Copy every line of the data below exactly as given, except for the pictures.

++++ The data ++++

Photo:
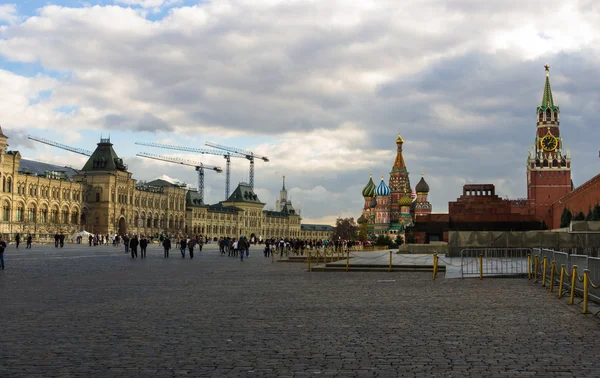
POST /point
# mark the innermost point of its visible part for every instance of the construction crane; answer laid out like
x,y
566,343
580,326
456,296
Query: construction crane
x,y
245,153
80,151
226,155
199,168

++++

Answer section =
Photo:
POST /point
# mark the innermost point of its visible part for every instance of the construction crane; answer laid out like
x,y
566,343
580,326
456,296
Query: construction crane
x,y
245,153
80,151
226,155
199,168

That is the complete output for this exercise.